Exercise objective → Count the lines in the material below that contain the string "mountain", and give only that number.

Material shown →
Begin

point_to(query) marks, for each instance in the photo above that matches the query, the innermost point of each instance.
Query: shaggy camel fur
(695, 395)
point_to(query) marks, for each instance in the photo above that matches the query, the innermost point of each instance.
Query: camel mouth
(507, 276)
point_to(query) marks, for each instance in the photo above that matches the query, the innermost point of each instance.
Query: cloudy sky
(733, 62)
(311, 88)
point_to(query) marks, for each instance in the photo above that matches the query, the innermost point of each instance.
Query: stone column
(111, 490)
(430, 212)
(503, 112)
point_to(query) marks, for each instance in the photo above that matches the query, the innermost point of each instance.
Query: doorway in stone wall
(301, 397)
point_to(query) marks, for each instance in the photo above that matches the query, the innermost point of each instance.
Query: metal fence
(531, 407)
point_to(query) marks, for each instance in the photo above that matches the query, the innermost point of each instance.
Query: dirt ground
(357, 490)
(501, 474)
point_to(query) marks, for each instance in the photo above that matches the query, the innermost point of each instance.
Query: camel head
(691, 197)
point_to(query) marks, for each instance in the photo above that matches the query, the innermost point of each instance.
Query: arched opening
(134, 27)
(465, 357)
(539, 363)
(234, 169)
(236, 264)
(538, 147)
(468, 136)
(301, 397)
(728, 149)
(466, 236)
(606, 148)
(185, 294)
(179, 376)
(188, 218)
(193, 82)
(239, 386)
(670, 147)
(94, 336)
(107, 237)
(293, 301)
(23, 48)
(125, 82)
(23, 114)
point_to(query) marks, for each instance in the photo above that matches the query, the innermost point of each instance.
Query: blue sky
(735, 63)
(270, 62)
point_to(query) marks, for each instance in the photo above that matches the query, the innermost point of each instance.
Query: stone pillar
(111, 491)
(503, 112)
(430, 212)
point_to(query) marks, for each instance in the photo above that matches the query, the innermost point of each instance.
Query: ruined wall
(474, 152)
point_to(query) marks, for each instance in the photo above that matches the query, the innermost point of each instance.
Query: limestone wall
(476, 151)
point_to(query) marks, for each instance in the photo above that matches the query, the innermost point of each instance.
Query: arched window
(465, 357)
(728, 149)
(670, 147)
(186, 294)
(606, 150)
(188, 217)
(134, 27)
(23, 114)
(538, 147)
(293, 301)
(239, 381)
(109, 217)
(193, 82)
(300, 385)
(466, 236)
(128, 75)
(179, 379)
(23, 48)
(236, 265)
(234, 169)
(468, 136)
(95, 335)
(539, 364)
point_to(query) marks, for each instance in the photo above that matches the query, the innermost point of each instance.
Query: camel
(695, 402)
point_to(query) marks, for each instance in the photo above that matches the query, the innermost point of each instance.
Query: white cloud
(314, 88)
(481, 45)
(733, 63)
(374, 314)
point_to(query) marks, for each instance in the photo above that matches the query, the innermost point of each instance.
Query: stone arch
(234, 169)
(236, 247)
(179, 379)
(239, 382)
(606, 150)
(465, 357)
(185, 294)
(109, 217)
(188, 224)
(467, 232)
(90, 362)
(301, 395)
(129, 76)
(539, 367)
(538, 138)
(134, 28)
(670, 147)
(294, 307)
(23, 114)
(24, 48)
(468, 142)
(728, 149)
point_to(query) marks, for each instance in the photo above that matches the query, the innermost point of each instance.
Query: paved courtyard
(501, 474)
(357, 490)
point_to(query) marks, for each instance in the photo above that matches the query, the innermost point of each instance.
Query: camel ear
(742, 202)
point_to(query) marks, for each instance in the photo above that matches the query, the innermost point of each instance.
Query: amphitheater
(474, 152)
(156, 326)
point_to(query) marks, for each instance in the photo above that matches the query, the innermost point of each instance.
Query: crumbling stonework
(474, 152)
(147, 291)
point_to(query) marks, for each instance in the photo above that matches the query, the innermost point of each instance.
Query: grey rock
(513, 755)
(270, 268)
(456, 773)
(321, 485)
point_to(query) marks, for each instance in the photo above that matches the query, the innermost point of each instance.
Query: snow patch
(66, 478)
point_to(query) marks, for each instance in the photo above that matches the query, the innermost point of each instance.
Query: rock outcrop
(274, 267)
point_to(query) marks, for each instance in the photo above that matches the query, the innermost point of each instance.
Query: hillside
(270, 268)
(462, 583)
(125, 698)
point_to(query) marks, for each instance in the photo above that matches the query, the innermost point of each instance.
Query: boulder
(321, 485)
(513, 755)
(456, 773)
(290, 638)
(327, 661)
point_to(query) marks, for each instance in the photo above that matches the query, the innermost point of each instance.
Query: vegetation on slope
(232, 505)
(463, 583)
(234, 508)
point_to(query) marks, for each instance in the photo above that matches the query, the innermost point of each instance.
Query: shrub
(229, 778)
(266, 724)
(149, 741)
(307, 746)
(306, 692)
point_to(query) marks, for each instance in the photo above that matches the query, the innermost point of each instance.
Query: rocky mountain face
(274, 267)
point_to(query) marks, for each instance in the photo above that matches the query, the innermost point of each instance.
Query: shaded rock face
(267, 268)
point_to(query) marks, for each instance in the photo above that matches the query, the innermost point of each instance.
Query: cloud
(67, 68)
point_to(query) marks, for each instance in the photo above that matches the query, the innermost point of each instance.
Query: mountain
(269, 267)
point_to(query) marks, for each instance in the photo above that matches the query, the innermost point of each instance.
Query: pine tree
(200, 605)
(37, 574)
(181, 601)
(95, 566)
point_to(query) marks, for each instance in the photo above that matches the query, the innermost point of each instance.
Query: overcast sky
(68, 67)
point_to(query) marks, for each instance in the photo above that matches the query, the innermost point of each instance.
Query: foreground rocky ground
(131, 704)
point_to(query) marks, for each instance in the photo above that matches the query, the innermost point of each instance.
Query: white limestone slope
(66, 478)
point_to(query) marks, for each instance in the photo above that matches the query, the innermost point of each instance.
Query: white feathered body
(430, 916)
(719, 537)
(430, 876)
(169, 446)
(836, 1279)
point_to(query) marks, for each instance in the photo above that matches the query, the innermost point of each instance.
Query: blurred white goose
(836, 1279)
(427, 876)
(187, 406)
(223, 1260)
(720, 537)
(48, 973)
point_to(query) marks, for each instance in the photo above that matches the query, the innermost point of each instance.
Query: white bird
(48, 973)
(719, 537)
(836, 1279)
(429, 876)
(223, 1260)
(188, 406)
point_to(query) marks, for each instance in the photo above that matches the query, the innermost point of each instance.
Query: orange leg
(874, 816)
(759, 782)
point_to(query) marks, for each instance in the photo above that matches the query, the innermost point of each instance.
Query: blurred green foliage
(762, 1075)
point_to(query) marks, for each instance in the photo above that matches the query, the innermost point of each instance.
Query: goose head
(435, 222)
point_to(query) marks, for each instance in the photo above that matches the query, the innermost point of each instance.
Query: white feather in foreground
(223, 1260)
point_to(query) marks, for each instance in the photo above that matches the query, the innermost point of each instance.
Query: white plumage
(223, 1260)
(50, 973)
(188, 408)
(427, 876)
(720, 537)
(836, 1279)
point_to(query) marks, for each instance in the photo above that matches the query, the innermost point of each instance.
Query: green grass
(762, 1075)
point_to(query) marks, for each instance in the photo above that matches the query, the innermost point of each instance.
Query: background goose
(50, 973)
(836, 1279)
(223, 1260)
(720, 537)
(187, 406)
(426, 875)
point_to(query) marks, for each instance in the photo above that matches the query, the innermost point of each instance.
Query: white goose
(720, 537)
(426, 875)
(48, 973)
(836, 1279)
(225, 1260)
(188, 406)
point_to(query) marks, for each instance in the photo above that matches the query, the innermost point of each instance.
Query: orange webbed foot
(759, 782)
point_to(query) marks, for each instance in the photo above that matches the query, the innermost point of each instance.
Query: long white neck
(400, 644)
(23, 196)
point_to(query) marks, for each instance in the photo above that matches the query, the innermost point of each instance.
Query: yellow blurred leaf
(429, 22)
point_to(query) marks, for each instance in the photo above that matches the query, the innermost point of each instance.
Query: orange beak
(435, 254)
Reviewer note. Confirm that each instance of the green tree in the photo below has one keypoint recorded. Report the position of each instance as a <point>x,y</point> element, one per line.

End

Answer for the task → 2